• YOUR TASK
Tally the lines below that contain the word "Query". Only the total should be given.

(Stored items from a collection)
▶
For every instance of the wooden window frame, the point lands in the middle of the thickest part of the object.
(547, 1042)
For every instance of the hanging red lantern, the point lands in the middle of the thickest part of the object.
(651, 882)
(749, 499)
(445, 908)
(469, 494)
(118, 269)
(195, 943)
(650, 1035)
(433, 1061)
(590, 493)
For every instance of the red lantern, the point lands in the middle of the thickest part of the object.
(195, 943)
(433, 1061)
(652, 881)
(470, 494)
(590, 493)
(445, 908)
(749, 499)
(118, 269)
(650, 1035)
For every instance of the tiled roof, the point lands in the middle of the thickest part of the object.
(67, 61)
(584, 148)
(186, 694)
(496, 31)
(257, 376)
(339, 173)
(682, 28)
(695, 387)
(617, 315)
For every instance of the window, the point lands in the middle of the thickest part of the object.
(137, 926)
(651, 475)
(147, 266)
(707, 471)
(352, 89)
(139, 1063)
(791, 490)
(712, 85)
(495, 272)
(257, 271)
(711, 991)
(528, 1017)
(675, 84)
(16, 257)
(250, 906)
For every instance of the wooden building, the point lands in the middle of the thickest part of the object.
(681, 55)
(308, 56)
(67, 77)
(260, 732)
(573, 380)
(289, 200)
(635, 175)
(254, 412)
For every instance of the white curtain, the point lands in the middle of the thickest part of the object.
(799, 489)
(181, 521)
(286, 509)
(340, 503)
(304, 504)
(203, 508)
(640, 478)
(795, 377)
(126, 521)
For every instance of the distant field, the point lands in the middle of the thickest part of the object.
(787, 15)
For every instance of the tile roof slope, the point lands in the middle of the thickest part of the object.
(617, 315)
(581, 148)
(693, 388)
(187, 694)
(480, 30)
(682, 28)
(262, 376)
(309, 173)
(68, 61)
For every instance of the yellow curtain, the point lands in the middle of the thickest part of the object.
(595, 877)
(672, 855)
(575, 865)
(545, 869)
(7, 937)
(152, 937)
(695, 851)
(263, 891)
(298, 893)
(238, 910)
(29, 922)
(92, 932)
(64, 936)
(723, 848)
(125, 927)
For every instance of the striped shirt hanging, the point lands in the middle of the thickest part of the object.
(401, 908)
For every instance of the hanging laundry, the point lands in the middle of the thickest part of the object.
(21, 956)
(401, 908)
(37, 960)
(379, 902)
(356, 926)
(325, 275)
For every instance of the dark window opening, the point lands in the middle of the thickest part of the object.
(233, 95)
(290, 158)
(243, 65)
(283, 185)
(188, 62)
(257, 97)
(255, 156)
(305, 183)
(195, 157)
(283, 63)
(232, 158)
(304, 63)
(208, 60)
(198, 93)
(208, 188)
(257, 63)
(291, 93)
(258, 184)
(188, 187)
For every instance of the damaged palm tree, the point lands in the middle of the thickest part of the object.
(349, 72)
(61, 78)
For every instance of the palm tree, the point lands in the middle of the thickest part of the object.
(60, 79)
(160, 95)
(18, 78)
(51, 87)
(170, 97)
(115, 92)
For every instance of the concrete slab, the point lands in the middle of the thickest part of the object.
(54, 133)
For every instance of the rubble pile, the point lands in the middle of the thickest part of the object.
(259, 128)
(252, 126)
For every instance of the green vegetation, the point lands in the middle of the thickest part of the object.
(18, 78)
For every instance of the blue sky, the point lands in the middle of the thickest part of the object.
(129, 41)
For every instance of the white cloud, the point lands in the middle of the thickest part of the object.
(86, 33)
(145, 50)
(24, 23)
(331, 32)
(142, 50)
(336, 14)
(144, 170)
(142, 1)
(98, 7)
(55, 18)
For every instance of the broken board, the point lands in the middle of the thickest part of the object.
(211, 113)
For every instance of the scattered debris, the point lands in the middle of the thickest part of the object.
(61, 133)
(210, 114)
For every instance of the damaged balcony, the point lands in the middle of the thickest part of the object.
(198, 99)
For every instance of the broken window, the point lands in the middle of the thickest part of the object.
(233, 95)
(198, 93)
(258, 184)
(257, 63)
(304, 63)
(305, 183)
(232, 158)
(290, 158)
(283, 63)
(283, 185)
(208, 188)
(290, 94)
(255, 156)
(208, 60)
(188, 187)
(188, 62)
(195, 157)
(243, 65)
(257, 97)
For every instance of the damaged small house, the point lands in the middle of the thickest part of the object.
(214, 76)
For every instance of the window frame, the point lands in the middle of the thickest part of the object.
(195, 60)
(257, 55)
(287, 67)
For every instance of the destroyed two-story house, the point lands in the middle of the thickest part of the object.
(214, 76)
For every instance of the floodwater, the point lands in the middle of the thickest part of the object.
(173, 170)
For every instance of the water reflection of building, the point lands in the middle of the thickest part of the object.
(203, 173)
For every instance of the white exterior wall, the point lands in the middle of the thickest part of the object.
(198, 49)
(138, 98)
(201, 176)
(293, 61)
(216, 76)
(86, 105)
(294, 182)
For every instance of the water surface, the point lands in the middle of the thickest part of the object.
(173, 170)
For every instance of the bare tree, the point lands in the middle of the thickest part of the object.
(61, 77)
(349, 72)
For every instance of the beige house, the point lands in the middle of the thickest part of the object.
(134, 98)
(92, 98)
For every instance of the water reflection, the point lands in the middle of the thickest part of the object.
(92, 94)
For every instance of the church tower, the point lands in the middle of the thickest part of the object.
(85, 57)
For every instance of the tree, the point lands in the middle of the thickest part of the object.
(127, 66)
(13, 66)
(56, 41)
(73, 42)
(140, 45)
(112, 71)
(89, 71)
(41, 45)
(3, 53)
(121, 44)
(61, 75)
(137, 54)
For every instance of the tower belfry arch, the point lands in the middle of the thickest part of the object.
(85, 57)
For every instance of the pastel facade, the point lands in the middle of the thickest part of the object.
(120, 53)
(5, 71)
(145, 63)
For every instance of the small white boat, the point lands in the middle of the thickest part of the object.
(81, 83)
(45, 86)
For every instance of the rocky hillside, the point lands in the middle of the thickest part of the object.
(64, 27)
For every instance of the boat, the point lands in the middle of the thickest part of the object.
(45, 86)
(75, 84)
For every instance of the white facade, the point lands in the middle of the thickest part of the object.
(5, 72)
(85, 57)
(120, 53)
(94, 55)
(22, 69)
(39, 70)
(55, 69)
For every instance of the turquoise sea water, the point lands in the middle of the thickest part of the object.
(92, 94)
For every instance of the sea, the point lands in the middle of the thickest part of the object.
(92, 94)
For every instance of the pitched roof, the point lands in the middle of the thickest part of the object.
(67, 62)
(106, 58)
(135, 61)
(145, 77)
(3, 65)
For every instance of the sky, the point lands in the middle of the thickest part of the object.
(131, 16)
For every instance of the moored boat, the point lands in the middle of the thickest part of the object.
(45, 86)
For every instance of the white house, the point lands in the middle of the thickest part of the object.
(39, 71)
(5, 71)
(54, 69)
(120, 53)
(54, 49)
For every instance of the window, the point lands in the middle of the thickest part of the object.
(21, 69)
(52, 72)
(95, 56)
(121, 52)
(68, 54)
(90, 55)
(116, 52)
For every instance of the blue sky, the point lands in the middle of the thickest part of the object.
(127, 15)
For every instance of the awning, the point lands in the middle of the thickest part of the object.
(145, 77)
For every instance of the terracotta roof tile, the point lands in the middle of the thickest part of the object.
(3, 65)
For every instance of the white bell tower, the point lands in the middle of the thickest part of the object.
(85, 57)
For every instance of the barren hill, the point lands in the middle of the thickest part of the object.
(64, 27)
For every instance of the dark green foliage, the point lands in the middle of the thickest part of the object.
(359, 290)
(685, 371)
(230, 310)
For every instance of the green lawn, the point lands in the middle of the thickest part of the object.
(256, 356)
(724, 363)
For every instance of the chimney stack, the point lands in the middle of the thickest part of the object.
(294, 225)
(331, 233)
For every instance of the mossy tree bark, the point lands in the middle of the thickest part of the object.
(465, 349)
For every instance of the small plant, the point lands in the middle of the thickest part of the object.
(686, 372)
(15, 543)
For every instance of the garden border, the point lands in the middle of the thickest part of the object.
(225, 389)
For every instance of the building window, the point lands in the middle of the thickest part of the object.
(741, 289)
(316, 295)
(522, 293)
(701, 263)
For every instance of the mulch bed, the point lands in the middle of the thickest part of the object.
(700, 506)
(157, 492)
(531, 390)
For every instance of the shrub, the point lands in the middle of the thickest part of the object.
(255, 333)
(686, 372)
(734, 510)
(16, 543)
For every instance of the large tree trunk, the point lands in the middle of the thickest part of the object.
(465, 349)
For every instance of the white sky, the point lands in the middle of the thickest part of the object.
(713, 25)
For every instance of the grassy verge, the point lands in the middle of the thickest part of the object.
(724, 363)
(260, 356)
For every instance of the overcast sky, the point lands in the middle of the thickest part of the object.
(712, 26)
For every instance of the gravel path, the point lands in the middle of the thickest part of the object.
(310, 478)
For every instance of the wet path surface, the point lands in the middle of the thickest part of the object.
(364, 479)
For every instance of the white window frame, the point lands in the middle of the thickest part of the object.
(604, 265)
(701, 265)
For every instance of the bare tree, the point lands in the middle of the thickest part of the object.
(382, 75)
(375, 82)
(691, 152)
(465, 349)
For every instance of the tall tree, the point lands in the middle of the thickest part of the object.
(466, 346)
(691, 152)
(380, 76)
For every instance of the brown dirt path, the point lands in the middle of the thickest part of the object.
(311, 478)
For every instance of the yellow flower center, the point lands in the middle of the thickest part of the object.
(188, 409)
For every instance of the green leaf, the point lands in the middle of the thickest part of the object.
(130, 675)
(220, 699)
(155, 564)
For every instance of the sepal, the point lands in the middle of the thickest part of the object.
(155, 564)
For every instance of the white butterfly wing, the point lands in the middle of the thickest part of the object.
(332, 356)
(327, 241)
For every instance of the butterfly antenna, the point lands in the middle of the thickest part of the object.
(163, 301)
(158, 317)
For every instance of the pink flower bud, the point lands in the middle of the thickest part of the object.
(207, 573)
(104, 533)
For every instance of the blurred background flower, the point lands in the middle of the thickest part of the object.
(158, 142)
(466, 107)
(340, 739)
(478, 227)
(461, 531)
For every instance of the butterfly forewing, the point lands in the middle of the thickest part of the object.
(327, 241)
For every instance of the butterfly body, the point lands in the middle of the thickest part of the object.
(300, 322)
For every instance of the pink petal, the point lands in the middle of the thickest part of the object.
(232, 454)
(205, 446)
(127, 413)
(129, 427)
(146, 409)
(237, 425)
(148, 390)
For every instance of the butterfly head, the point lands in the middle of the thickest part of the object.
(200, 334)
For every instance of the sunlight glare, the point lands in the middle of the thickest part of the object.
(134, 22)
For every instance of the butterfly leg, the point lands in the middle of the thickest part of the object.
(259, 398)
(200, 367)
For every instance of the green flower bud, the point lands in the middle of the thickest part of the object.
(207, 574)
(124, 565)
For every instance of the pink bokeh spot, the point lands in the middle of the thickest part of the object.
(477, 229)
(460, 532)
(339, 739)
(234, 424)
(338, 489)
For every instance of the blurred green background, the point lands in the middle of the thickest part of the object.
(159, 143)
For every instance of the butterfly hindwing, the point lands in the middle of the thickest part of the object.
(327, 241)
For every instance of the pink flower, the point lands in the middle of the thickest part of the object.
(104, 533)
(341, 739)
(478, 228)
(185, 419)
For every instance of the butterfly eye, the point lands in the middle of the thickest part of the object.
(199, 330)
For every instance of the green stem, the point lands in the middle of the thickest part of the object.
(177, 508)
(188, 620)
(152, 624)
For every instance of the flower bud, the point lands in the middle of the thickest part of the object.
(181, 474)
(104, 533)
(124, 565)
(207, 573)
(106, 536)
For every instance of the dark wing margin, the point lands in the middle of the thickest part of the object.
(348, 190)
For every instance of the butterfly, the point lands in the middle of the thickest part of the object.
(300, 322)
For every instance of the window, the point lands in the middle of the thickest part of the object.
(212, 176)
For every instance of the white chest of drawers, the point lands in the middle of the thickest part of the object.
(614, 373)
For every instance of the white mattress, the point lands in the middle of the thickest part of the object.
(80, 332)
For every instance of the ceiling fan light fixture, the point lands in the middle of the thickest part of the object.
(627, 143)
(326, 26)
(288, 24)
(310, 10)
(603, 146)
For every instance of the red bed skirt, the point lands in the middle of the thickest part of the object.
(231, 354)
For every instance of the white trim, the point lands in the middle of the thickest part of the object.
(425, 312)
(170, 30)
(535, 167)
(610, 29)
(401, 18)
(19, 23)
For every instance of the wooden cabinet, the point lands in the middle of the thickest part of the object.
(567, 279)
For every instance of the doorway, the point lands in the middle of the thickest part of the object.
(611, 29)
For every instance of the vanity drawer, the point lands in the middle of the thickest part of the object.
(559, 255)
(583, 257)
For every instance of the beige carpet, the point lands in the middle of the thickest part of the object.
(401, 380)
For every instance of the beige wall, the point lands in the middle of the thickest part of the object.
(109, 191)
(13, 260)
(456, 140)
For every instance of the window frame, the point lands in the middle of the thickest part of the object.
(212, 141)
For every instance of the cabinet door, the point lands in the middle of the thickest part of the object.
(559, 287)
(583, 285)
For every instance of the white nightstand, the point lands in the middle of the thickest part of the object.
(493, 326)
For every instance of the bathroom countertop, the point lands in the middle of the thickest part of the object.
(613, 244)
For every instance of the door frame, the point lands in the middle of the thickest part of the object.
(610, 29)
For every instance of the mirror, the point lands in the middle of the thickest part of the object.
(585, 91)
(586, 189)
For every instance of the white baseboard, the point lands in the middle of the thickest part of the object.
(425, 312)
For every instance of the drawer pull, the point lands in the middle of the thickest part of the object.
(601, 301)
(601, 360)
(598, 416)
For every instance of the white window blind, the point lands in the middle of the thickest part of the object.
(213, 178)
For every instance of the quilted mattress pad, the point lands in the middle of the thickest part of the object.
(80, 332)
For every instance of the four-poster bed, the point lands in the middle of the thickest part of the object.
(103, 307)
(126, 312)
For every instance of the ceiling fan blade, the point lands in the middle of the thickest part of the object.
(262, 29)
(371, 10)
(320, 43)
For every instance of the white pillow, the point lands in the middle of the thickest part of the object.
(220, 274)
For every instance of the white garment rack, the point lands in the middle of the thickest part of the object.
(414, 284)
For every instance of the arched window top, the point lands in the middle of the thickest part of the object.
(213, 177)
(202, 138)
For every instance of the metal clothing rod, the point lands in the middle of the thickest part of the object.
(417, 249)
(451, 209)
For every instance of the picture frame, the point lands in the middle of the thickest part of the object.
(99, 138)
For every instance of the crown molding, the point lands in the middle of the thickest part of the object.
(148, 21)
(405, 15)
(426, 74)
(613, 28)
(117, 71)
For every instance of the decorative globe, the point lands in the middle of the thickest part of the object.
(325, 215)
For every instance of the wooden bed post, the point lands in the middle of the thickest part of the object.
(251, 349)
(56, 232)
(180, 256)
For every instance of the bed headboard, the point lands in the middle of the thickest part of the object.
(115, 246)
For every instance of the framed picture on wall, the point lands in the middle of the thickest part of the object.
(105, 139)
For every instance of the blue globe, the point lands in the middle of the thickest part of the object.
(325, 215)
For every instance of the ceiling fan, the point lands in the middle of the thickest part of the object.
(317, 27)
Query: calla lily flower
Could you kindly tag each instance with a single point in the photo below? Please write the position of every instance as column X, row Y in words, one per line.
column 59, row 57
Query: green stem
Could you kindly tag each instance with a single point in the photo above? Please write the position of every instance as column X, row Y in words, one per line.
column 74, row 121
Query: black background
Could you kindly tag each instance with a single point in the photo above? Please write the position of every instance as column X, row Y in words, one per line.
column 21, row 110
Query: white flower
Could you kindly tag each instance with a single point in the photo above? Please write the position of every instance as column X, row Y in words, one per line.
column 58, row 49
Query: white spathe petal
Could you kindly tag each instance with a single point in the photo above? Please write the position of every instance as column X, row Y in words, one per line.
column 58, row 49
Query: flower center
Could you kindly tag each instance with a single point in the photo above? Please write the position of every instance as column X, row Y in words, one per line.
◀
• EXERCISE RESULT
6